[Coordinate annotation entries]
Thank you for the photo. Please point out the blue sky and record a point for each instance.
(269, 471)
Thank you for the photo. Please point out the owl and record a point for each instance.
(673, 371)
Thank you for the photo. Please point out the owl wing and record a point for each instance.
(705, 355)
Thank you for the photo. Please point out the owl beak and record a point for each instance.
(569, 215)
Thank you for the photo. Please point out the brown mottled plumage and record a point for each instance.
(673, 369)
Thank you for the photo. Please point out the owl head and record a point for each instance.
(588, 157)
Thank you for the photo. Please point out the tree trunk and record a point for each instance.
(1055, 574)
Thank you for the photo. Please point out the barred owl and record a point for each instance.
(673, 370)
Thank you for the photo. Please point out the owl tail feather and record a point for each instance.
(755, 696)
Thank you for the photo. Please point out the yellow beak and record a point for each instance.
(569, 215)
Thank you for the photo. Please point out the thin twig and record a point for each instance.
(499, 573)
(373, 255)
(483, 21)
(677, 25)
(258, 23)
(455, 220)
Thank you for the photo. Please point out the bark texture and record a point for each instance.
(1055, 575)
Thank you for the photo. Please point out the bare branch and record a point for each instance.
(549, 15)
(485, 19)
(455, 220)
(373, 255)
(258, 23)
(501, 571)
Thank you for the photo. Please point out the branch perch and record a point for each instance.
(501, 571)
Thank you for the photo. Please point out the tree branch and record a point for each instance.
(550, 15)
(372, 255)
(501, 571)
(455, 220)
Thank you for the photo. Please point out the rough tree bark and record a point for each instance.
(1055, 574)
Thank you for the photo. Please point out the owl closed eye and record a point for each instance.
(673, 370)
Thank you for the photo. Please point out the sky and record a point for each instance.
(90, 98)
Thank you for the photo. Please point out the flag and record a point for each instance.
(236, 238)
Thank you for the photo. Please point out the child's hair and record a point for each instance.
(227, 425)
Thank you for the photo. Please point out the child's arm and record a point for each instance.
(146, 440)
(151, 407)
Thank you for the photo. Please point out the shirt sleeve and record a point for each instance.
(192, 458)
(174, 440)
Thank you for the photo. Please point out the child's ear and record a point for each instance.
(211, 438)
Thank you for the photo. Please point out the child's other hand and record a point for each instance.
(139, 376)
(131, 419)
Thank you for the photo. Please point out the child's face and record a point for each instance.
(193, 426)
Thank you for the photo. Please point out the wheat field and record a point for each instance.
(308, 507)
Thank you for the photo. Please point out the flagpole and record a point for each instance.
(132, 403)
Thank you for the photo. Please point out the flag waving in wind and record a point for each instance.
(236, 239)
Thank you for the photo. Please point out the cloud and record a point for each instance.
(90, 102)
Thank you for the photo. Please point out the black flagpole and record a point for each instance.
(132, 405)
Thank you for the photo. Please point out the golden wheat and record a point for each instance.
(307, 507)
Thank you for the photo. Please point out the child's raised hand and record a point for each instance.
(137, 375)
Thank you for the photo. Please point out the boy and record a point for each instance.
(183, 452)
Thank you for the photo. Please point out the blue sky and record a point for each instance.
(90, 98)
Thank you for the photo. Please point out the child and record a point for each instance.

(Task prompt) Please reproduce the material above, from its first line through the line containing "(1055, 575)", keeping every line including the requests. Offset each coordinate by adding 11 to both of its numbers.

(Output of the task)
Thank you for the photo. Please point out the blue sky and record a point for each instance.
(280, 482)
Thank you for the photo. Please point out the owl and record a point for each instance.
(684, 382)
Thank you for the photo. Please point out the owl wing and record a point for each instance.
(716, 366)
Thank you for the photo. Please point out the owl beak and record a point for each instance.
(580, 226)
Thank you for the photo. Please point out the brown mottled plumage and record a point for each instance.
(684, 380)
Thank you for the photo. Please point out the owl head and record a point for each instance.
(599, 168)
Thank you for the photo. Please point out the tree trunk and record a point for each instance.
(1066, 585)
Thank you for the photo. Please point out the barred owl and record a point for each instance.
(684, 381)
Thank you for the photo. Please point out the owl tail feather and record a point for each instance.
(766, 707)
Thank you for the photo. Please point out the yellow beak and record a point for each instance.
(580, 226)
Thank you for the photo. Please point out the thin twig and record a point for each instance.
(510, 584)
(384, 266)
(494, 32)
(688, 36)
(269, 34)
(466, 231)
Thank you for the photo. Please point out the bark texture and record a point for each instance.
(1066, 586)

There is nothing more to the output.